#### 本文抜粋
%%

相手が続きを話したくなる”質問あいづち”


私達は、あいづちに相手の話を「もっと聞かせて」というニュアンスを入れて話を盛り上げることができます。

【相手が不安になる淡白なあいづち例】
後輩「今、お時間いただいてよろしいでしょうか?」
あなた「いいよ」
後輩「さきほどA社の○○さんとお会いしてきました」
あなた「そう」

あいづちを打ってはいますが、あなたは待ちの姿勢で一緒に会話の波にのっていない印象を与えます。ここであなたが質問であいづちを打てば、後輩がもっと話をしやすくなります。上の例文を“質問あいづち”で相手の話を展開させてみましょう。

【質問あいづちを使って話にリズムを作る】
後輩「今、お時間いただいてよろしいでしょうか?」
あなた「いいよ。どうしたの?
後輩「さきほどA社の○○さんとお会いしてきました」
あなた「そう。10回目の交渉だったね。どうだった?
後輩「はい。契約までこぎ着けました!」
あなた「え!本当に?おめでとう!」
後輩「ありがとうございます」
あなた「かなり渋っていたのにね。それで数字はどれくらいになる?

%%

#### 学習課題
1. 質問あいづちを扱った本文抜粋のうち、「質問あいづちを使って話にリズムを作る」の会話例から、後輩のせりふを出てくる順にすべて書き出しなさい。
2. 質問あいづちを扱った本文抜粋の続きを、最後の行のあとから書きなさい。

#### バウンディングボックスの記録
%%

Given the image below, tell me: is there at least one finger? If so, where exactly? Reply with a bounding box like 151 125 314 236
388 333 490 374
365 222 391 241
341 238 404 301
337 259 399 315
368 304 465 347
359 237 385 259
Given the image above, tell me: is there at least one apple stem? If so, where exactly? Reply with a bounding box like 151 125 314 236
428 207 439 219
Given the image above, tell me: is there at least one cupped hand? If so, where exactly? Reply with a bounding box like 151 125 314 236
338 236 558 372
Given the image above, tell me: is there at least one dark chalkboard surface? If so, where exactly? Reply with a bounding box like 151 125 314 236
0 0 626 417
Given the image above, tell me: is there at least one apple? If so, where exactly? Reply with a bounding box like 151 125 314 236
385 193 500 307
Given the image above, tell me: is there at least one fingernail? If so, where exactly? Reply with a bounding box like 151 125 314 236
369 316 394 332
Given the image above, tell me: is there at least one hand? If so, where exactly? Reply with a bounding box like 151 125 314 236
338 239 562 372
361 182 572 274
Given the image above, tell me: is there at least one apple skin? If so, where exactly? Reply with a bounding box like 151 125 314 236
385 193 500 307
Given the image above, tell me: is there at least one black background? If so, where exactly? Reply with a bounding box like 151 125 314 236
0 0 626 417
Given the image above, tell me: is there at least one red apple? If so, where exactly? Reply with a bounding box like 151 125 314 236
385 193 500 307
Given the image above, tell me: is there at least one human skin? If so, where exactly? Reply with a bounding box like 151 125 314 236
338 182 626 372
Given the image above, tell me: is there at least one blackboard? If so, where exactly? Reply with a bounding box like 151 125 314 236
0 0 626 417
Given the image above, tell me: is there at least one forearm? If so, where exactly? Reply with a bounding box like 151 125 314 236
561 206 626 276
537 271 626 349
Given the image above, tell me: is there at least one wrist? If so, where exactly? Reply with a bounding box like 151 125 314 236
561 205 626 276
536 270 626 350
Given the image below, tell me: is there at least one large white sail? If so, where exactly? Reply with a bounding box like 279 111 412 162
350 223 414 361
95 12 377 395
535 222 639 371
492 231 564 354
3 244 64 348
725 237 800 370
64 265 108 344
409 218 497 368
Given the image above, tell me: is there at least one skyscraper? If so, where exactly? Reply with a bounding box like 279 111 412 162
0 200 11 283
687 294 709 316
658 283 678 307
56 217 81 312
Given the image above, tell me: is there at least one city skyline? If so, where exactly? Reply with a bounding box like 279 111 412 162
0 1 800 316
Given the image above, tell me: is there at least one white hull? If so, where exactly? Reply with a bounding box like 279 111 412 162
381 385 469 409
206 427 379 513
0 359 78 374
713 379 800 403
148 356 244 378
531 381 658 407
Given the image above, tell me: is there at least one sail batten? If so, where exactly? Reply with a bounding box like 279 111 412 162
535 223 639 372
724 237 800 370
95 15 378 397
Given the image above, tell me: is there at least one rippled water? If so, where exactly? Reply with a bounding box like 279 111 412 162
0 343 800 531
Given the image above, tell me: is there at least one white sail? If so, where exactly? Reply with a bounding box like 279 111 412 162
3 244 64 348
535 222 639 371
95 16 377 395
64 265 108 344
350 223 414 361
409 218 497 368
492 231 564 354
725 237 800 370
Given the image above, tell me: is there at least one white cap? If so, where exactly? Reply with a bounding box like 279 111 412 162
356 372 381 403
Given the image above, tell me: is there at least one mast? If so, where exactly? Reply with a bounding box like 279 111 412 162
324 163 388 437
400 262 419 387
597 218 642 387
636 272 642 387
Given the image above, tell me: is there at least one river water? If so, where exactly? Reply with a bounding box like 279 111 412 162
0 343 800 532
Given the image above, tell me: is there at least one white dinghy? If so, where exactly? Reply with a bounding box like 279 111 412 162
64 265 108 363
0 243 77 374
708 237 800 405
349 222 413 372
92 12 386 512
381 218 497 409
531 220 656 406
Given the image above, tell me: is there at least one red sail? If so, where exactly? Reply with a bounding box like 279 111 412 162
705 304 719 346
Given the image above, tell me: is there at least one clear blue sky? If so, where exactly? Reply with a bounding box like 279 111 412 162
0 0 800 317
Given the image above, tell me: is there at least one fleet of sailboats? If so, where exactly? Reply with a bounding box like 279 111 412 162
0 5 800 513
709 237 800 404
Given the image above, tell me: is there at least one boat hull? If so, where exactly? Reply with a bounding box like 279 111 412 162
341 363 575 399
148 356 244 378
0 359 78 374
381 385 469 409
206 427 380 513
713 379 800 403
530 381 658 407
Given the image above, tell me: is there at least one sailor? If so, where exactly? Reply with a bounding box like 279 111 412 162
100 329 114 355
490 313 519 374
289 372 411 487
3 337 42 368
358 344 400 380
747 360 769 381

%%

#### 課題別の解答
1.
・「今、お時間いただいてよろしいでしょうか?」
・「さきほどA社の○○さんとお会いしてきました」
・「はい。契約までこぎ着けました!」
・「ありがとうございます」

2.
後輩「(数字を報告)」
あなた「やったね!それで○○さんは何て?
後輩「私の粘りに根負けしたとおっしゃっていました(笑)」
あなた「本当によかった。諦めないで頑張ってくれてありがとう」

それからどうなったのか、それでどうしたのか、次は何なのか、の意味を含んだ質問あいづちは、相手の話をテンポよく引き出すだけでなく、あなたが興味を持って聞いているのを伝えることができます。「話聞いてる?」「なんか、興味ないよね」と言われてしまう人は、この質問あいづちを意識してどんどん取り入れてみましょう。

相手が話を続けたくなる質問あいづち
それからどうされたんですか? 本当ですか?!
それで(お相手の)〜さんは何とおっしゃっていたんですか? 
え?!(相手の話をくり返して)〜だったんですか?!
それは大変じゃないですか!それでどうなったのですか?気になります。
そのお話、とても興味があります!

 


相手が頭を整理できる”助け舟あいづち”


あなたのあいづちによって相手の頭が整理できることがあります。たとえば、相手が話の途中で、言いたいことを失念してしまった時。助け舟は、相手がミスをしたと思わせないよう、ドヤ顔ではなくさりげなく、を心がけましょう。

【助け舟あいづちを使った例文】
相手「私共の美術館では、1つ目の感染防止対策として、入場を時間別に予約定員制にして混雑を防いでいます」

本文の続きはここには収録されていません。